> _Given entries_:

☆ ☆ ☆

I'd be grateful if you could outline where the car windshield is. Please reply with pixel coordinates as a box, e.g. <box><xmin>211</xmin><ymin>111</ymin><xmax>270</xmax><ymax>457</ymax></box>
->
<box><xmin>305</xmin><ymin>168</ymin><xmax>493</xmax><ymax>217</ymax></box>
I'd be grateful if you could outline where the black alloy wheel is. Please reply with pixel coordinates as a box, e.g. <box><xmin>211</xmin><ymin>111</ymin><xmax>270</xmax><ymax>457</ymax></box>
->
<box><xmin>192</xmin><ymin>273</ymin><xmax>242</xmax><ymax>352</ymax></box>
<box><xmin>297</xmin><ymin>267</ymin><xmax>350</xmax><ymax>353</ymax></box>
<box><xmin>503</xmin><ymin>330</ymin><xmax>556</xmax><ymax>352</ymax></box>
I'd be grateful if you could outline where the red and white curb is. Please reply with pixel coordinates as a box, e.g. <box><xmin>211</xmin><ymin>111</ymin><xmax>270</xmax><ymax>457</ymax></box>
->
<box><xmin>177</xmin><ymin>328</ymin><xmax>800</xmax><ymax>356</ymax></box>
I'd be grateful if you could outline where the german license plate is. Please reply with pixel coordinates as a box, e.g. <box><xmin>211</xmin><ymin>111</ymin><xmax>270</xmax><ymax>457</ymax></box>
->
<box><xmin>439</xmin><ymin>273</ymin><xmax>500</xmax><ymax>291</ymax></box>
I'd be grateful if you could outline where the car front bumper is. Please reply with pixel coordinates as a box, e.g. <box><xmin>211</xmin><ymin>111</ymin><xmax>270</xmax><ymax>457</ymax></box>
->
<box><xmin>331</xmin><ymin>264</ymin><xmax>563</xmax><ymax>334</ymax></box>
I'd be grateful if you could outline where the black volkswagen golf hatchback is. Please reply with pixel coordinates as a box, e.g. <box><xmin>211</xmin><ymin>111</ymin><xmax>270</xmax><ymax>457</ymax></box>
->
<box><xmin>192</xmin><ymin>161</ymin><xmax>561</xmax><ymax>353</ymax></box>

☆ ☆ ☆

> _Exercise details_: Reproduce the data above word for word, starting at the line containing "I'd be grateful if you could outline where the red" and ending with the final line of the data.

> _Result of this task_:
I'd be grateful if you could outline where the red and white curb is. Please reply with pixel coordinates as a box, e.g. <box><xmin>211</xmin><ymin>111</ymin><xmax>270</xmax><ymax>457</ymax></box>
->
<box><xmin>177</xmin><ymin>328</ymin><xmax>800</xmax><ymax>356</ymax></box>
I'd be grateful if you could outline where the german license plate is. Please reply with pixel coordinates as a box, e.g. <box><xmin>211</xmin><ymin>111</ymin><xmax>270</xmax><ymax>457</ymax></box>
->
<box><xmin>439</xmin><ymin>273</ymin><xmax>500</xmax><ymax>291</ymax></box>
I'd be grateful if you could outline where the car front bumper is. Please reply with pixel coordinates as a box, e.g. <box><xmin>211</xmin><ymin>111</ymin><xmax>270</xmax><ymax>457</ymax></box>
->
<box><xmin>331</xmin><ymin>264</ymin><xmax>563</xmax><ymax>334</ymax></box>
I'd be grateful if you could outline where the black volkswagen golf hatchback is. Please reply with pixel coordinates as a box, e.g. <box><xmin>211</xmin><ymin>111</ymin><xmax>270</xmax><ymax>457</ymax></box>
->
<box><xmin>192</xmin><ymin>161</ymin><xmax>561</xmax><ymax>353</ymax></box>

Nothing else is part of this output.